À Framasoft, quand on a réussi à se Dégoogliser entièrement, on a lancé une campagne qui s’appelait Dégooglisons Internet dont le but était de montrer aux gens comment on avait fait et de commencer à proposer des services en ligne, c’est-à-dire que vous n’avez plus besoin d’installer quoi que ce soit sur votre ordinateur et c’est cool, parce que, du coup, il n’y a rien à maintenir, il n’y a rien à installer. Vous pouvez utiliser ces services uniquement en ouvrant votre navigateur. Le navigateur, c’est le logiciel qui va vous permettre d’aller sur Internet et d’aller de site en site.
Nous avons donc ouvert notre expérience par ce site internet, donc les gens pouvaient venir tester ces logiciels libres. Astuce, on n’a pas toujours besoin de passer par un moteur de recherche, il suffit de taper l’URL en haut, typiquement degooglisons-internet.org, et ça fonctionne. Je le dis parce que j’ai plein de clients qui vont automatiquement sur Google. Ce n’est pas obligatoire. Si vous avez l’URL du site, vous n’êtes pas obligé de passer par le navigateur. Bref, Dégooglisons Internet.
Les dessins sont de David Revoy, c’est pour cela que c’est beau. C’est rare que ce soit beau dans le logiciel libre. Là, c’est le cas, donc, j’en profite. David Revoy, source sûre, qui nous a fait pas mal de sites. Sur ce site, vous trouviez des logiciels libres que vous n’atteigniez que par le navigateur, on va donc appeler ça des services en ligne pour faire la différence – logiciel sur votre ordinateur, service, l’ordinateur de quelqu’un d’autre – qui vous permettaient de faire d’autres choses. Typiquement :

  • Signature PDF pour lire les documents qui sont en PDF sur votre ordinateur, vous n’êtes pas obligé d’installer Adobe ;
  • Framapétitions pour faire des pétitions :
  • Framindmap pour voir des cartes heuristiques, je ne sais si vous connaissez, il y a des gens qui ont besoin de faire des schémas avec des mots. Carte mentale ça vous parle plus ;
  • Framacarte pour remplacer Google Maps.

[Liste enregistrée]
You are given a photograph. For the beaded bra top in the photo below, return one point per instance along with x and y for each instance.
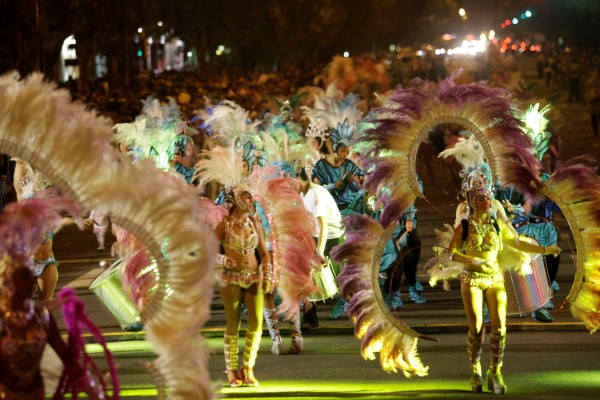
(483, 236)
(237, 243)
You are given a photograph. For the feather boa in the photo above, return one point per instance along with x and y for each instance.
(575, 188)
(292, 231)
(409, 114)
(72, 147)
(379, 330)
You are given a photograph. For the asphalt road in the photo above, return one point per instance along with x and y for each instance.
(543, 361)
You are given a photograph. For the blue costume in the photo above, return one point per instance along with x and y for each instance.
(328, 175)
(538, 225)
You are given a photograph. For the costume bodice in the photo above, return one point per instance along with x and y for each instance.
(483, 236)
(237, 243)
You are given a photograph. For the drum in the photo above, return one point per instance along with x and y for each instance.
(527, 293)
(324, 280)
(108, 288)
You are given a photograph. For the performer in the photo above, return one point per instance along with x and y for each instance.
(244, 280)
(476, 243)
(28, 184)
(330, 231)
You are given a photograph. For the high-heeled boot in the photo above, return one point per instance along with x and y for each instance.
(474, 345)
(297, 339)
(494, 376)
(250, 351)
(271, 322)
(230, 349)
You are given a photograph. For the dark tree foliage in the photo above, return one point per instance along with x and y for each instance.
(258, 34)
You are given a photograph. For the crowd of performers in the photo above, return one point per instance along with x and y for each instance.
(308, 150)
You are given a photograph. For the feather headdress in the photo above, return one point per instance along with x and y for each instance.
(154, 133)
(405, 120)
(228, 121)
(74, 150)
(291, 225)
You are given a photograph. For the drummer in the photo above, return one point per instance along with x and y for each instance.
(476, 243)
(330, 228)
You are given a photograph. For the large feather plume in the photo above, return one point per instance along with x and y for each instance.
(72, 147)
(379, 330)
(575, 188)
(292, 230)
(220, 164)
(409, 115)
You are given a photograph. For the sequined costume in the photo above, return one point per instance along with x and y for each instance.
(39, 266)
(328, 175)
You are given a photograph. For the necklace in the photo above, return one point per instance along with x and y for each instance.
(241, 223)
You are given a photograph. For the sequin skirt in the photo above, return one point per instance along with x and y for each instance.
(481, 280)
(243, 278)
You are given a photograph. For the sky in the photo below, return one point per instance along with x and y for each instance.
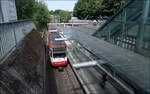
(61, 4)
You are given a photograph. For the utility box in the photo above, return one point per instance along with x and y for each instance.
(8, 11)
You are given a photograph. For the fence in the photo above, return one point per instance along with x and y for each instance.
(11, 33)
(130, 27)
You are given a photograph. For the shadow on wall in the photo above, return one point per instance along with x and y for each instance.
(22, 72)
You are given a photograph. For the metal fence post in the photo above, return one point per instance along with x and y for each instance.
(142, 27)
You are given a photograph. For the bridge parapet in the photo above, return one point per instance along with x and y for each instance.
(11, 33)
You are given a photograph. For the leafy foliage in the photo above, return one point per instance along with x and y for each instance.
(94, 9)
(61, 15)
(30, 9)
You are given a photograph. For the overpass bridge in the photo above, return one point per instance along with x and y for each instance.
(120, 47)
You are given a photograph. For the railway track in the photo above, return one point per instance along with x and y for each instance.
(66, 82)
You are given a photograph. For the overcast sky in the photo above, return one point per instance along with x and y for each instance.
(60, 4)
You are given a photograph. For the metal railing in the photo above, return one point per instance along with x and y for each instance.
(11, 33)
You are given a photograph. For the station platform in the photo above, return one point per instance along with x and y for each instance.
(129, 66)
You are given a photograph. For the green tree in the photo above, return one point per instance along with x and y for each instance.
(93, 9)
(62, 16)
(30, 9)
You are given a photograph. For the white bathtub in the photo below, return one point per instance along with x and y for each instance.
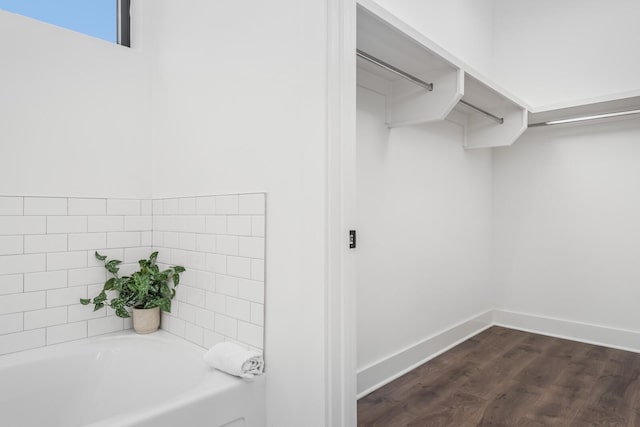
(124, 379)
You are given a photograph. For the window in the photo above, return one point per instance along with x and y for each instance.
(104, 19)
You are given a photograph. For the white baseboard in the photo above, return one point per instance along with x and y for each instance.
(568, 329)
(380, 373)
(398, 364)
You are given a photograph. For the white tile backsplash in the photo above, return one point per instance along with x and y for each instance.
(124, 207)
(45, 206)
(47, 264)
(219, 239)
(66, 224)
(11, 245)
(87, 207)
(11, 206)
(45, 280)
(20, 225)
(40, 243)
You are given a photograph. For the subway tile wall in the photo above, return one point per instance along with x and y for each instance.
(220, 240)
(47, 264)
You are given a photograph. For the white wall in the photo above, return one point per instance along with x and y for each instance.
(463, 27)
(550, 51)
(239, 106)
(566, 209)
(73, 113)
(424, 224)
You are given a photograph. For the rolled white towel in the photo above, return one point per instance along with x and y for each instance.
(234, 360)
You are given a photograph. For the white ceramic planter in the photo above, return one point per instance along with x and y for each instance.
(146, 320)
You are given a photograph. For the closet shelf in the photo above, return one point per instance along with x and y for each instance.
(401, 64)
(619, 106)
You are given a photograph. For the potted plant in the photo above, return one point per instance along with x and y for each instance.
(147, 291)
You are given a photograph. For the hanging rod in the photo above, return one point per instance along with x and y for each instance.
(586, 118)
(429, 86)
(389, 67)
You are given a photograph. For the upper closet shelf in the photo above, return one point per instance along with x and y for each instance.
(616, 107)
(423, 83)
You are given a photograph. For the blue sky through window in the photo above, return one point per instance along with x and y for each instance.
(96, 18)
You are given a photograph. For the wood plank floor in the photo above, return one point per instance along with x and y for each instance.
(504, 377)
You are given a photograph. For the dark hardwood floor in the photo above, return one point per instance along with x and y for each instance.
(504, 377)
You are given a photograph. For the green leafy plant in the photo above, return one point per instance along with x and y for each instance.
(146, 288)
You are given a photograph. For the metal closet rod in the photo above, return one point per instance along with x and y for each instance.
(380, 63)
(586, 118)
(428, 86)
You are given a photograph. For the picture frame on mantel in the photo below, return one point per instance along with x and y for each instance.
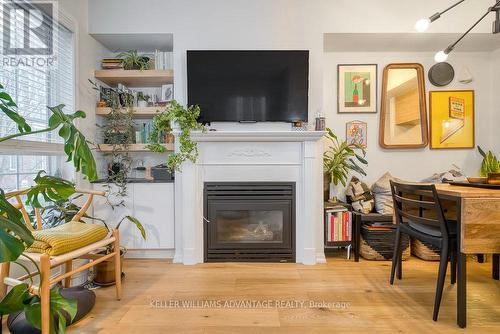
(452, 119)
(356, 88)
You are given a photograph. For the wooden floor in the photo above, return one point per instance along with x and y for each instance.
(357, 297)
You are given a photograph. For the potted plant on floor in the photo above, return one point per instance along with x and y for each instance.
(15, 237)
(104, 271)
(338, 161)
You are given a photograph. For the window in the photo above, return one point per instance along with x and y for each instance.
(34, 88)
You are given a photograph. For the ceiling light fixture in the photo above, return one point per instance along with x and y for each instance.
(423, 24)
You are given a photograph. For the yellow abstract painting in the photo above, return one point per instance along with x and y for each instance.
(452, 119)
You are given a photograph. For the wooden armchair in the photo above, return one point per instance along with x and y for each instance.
(47, 262)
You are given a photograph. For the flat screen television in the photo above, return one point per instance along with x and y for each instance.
(249, 86)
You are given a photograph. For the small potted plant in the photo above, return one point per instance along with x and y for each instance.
(142, 99)
(104, 271)
(133, 61)
(338, 161)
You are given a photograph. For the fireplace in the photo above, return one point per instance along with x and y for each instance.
(249, 221)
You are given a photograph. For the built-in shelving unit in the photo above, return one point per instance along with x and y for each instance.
(138, 112)
(135, 78)
(132, 147)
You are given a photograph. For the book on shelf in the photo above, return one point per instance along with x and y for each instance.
(111, 63)
(339, 224)
(163, 60)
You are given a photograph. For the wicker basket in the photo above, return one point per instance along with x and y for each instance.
(424, 251)
(379, 245)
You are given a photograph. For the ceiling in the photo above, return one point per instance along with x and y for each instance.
(408, 42)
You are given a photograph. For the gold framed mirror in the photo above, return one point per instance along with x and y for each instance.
(403, 113)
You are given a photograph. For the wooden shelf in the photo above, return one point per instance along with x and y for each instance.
(135, 78)
(144, 112)
(133, 147)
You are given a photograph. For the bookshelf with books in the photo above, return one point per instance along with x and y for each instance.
(338, 225)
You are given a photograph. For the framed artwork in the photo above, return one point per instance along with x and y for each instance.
(357, 88)
(356, 133)
(452, 118)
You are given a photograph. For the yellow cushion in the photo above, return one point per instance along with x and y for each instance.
(66, 238)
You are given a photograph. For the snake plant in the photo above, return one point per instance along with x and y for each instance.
(490, 163)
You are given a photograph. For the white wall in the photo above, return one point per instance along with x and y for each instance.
(495, 103)
(414, 164)
(297, 24)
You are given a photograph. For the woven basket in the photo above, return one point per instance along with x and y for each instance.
(379, 245)
(424, 250)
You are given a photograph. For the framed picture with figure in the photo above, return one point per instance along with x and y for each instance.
(357, 88)
(356, 133)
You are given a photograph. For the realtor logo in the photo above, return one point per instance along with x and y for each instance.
(28, 28)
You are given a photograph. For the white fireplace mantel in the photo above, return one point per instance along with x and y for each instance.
(252, 156)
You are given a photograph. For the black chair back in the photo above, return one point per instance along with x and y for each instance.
(412, 199)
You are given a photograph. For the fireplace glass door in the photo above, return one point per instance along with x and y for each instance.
(254, 222)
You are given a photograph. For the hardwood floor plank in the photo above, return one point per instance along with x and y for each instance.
(356, 297)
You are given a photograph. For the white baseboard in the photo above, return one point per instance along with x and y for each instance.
(150, 254)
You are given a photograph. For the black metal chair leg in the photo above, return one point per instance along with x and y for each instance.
(496, 266)
(480, 258)
(395, 255)
(443, 264)
(400, 259)
(453, 263)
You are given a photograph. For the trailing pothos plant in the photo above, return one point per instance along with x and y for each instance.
(15, 237)
(341, 158)
(187, 120)
(119, 133)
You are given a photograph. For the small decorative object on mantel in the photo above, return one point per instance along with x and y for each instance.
(441, 74)
(464, 76)
(320, 122)
(357, 88)
(356, 133)
(338, 161)
(452, 119)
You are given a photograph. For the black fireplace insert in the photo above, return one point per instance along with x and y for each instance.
(249, 221)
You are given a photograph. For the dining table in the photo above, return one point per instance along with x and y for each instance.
(478, 231)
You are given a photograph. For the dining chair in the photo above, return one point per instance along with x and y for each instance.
(419, 214)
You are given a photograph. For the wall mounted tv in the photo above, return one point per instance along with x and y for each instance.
(249, 86)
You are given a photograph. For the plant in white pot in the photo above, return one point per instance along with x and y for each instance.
(339, 160)
(142, 99)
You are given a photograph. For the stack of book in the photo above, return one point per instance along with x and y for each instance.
(339, 225)
(111, 63)
(164, 60)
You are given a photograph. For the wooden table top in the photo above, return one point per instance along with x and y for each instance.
(467, 192)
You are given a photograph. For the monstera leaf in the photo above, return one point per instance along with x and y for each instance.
(14, 235)
(50, 188)
(59, 306)
(75, 145)
(8, 106)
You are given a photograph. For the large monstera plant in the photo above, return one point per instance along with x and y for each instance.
(15, 237)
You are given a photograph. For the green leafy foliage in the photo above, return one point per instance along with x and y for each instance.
(187, 118)
(49, 188)
(59, 307)
(490, 163)
(9, 107)
(75, 144)
(14, 235)
(340, 159)
(133, 61)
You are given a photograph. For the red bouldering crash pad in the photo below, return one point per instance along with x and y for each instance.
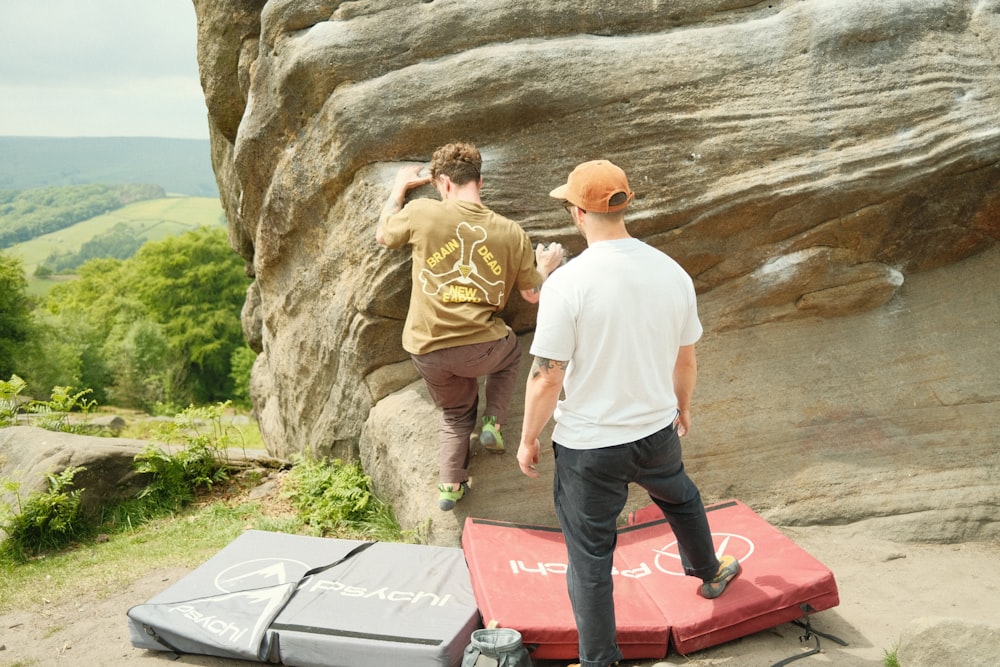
(518, 577)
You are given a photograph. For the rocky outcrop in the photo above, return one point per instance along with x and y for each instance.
(885, 422)
(799, 158)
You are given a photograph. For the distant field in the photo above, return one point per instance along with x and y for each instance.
(153, 220)
(179, 166)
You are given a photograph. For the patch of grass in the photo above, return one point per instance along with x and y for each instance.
(336, 498)
(151, 220)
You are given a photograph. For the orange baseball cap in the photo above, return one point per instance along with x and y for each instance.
(597, 186)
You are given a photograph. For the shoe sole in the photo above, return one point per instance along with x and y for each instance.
(489, 443)
(714, 589)
(447, 505)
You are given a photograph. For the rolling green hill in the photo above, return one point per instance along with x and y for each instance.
(179, 166)
(148, 220)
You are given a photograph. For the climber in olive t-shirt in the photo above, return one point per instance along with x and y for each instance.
(467, 260)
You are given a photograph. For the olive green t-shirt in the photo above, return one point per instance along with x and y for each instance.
(467, 260)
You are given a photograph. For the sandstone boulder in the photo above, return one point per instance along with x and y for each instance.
(800, 159)
(931, 642)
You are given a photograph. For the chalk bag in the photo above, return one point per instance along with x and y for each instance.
(496, 647)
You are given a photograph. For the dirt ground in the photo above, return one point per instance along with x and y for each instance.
(883, 587)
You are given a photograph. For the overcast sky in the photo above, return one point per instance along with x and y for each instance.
(100, 68)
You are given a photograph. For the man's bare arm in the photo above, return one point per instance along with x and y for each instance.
(541, 395)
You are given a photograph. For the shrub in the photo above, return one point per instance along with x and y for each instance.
(333, 497)
(44, 521)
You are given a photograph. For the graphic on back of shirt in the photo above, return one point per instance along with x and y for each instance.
(463, 282)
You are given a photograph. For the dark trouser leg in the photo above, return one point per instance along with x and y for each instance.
(589, 493)
(661, 472)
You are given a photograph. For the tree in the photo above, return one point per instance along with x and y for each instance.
(194, 286)
(15, 314)
(160, 327)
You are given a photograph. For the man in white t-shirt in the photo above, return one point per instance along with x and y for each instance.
(616, 332)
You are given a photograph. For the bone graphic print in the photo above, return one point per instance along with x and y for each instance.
(462, 280)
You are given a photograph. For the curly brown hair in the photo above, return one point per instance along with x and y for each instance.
(461, 162)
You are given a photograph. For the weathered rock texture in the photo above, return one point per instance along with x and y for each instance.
(800, 158)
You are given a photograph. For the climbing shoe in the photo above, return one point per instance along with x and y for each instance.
(448, 497)
(729, 569)
(490, 437)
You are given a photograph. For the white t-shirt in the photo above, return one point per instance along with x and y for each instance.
(617, 313)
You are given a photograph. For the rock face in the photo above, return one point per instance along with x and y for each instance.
(800, 158)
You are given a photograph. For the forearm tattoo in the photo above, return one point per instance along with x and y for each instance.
(543, 365)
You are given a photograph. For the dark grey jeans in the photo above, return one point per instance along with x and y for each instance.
(590, 491)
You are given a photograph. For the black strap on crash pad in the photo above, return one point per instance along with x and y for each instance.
(807, 626)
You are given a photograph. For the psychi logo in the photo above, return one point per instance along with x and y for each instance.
(265, 572)
(259, 573)
(666, 559)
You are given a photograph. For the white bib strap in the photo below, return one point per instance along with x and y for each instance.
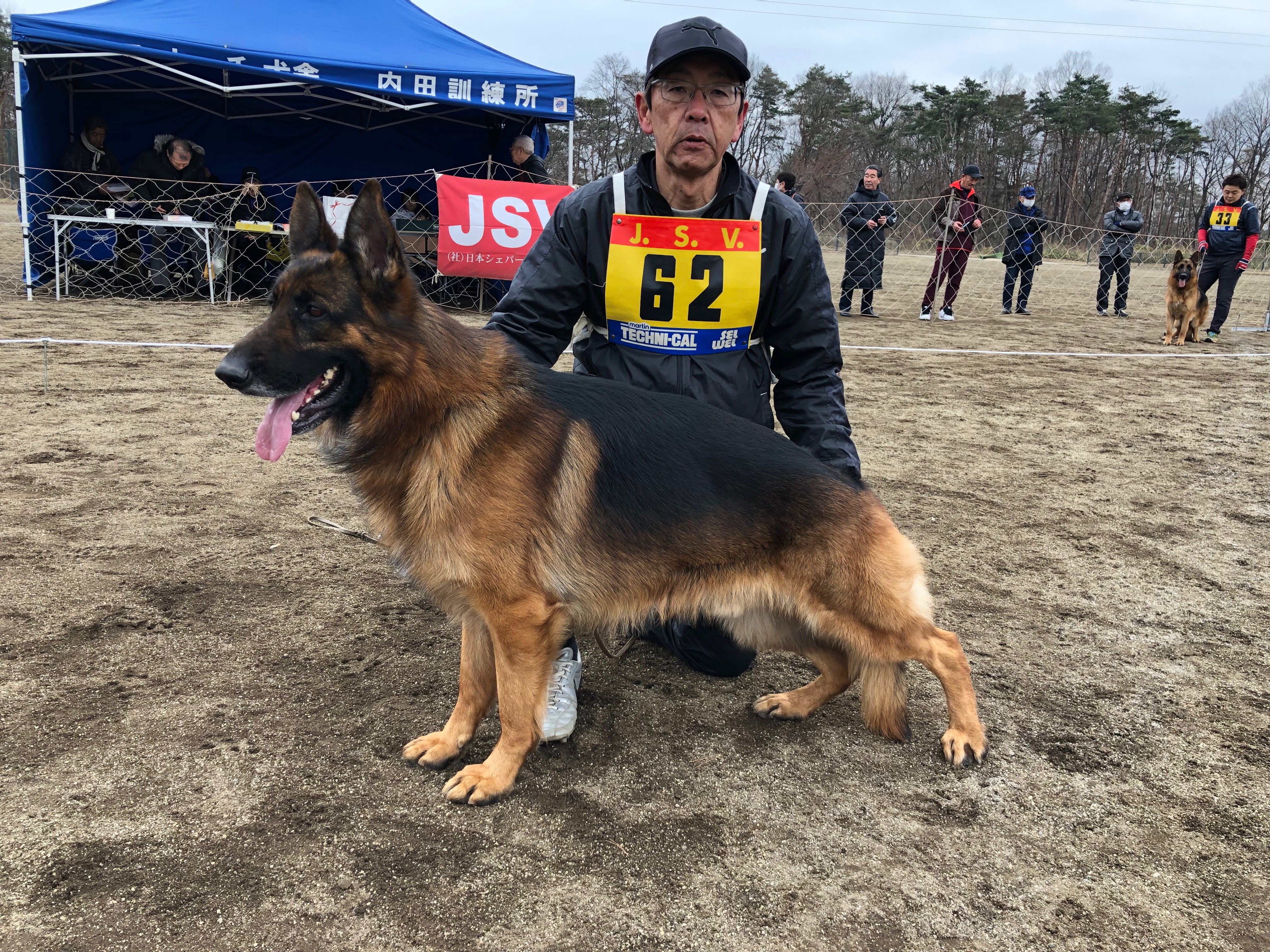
(756, 212)
(620, 193)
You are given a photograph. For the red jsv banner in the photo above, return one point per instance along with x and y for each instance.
(489, 226)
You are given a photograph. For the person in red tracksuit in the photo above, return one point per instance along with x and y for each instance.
(1227, 235)
(957, 214)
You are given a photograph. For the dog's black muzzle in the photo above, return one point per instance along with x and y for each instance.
(234, 371)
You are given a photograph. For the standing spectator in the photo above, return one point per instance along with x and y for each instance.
(785, 183)
(533, 168)
(1025, 247)
(89, 156)
(957, 214)
(1228, 233)
(1116, 254)
(867, 216)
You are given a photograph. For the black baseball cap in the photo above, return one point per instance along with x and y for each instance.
(699, 35)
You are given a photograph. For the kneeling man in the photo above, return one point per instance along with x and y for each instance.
(693, 279)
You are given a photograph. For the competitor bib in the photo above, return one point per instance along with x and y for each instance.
(1225, 218)
(683, 286)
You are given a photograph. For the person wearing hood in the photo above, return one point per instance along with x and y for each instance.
(92, 162)
(867, 216)
(1024, 249)
(1116, 253)
(172, 173)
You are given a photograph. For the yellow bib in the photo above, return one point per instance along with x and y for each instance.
(1225, 218)
(683, 286)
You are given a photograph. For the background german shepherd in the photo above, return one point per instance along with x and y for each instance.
(533, 504)
(1185, 308)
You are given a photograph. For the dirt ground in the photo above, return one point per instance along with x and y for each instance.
(204, 699)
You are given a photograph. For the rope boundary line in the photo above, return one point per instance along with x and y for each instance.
(115, 343)
(1042, 353)
(569, 349)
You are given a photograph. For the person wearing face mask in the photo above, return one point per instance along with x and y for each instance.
(93, 162)
(691, 279)
(1116, 254)
(867, 216)
(1024, 251)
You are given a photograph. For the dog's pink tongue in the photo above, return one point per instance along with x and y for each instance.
(275, 431)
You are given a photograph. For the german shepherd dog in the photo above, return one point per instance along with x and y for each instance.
(1185, 308)
(533, 504)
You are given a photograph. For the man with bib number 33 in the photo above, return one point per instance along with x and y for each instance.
(1228, 233)
(693, 279)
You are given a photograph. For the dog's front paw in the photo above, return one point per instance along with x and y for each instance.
(432, 751)
(475, 785)
(962, 745)
(779, 706)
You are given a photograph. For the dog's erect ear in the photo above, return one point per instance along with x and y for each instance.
(309, 228)
(374, 241)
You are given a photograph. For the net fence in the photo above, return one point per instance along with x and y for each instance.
(116, 236)
(234, 244)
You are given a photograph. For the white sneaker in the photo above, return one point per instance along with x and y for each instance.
(562, 711)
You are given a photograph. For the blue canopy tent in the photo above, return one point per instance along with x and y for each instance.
(321, 91)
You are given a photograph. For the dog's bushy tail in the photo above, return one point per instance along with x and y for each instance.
(884, 699)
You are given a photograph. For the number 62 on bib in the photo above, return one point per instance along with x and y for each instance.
(683, 286)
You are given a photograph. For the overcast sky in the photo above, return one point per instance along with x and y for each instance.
(1147, 44)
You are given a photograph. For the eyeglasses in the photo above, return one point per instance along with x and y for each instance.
(717, 94)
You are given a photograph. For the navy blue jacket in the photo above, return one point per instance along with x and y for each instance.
(563, 279)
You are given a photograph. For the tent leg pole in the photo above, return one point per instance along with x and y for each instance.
(22, 169)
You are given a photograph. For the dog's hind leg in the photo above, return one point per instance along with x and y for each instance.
(839, 669)
(525, 637)
(941, 653)
(475, 696)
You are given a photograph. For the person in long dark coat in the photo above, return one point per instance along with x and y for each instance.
(89, 156)
(1024, 249)
(867, 216)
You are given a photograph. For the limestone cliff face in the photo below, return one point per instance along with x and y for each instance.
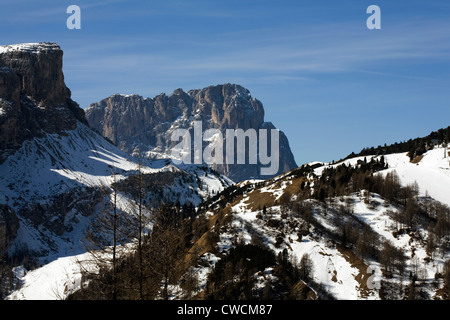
(132, 122)
(33, 97)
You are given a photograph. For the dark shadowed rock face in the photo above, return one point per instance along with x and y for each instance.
(33, 97)
(9, 224)
(133, 122)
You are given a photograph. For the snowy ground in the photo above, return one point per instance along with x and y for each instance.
(332, 269)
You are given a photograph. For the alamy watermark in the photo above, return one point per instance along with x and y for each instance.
(74, 20)
(236, 147)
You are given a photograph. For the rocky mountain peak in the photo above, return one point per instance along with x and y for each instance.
(33, 96)
(146, 124)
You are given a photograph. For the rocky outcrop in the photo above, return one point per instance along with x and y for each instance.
(133, 122)
(33, 97)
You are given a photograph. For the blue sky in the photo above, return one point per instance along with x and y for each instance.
(332, 85)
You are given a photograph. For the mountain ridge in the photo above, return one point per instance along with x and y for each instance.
(136, 123)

→ **Exercice A**
Reproduisez le passage de l'article sur Dégooglisons Internet compris entre "À Framasoft, quand" et "site en site.", bornes incluses.
→ **Exercice B**
Rédigez, s'il vous plaît, la suite de l'article sur Dégooglisons Internet à partir de l'endroit où il s'interrompt.

→ **Résultat A**
À Framasoft, quand on a réussi à se Dégoogliser entièrement, on a lancé une campagne qui s’appelait Dégooglisons Internet dont le but était de montrer aux gens comment on avait fait et de commencer à proposer des services en ligne, c’est-à-dire que vous n’avez plus besoin d’installer quoi que ce soit sur votre ordinateur et c’est cool, parce que, du coup, il n’y a rien à maintenir, il n’y a rien à installer. Vous pouvez utiliser ces services uniquement en ouvrant votre navigateur. Le navigateur, c’est le logiciel qui va vous permettre d’aller sur Internet et d’aller de site en site.

→ **Résultat B**
Sur ce site-là, à chaque fois que vous proposiez un logiciel, l’ancien nom du logiciel que vous vouliez remplacer, vous aviez le nouveau et une explication. À chaque fois il y avait une explication, parce que c’est bien de vous dire « regarde, il y a ce truc qui existe », si on ne vous explique pas comment ça marche, vous n’avez aucune raison d’y aller. J’aime bien être prise par la main quand j’apprends un nouveau service.
On a donc commencé à proposer plein de services, comme ça, pour permettre aux gens de se « dégoogliser » et ça a très bien fonctionné. Ça a tellement bien fonctionné que nos serveurs ont été envahis. On a failli se crasher et on s’est dit « on ne va pas devenir le Google français. On va essayer d’essaimer et de déléguer tout ça. » On a contacté plusieurs associations, j’aime bien dire des Groupes d’Utilisateurs de Logiciels Libres, des GULL, surtout des associations pour qu’elles nous aident, qu’elles fassent la même chose que nous, c’est-à-dire proposer des services en ligne. Et, en 2016/2017 a été créé CHATONS [9]. Il y en a qui connaissent les chatons ?
Parmi ceux qui connaissent CHATONS, est-ce qu’il y a des chatons parmi nous ? Ne soyez pas timides, j’en connais qui ne lèvent pas la main !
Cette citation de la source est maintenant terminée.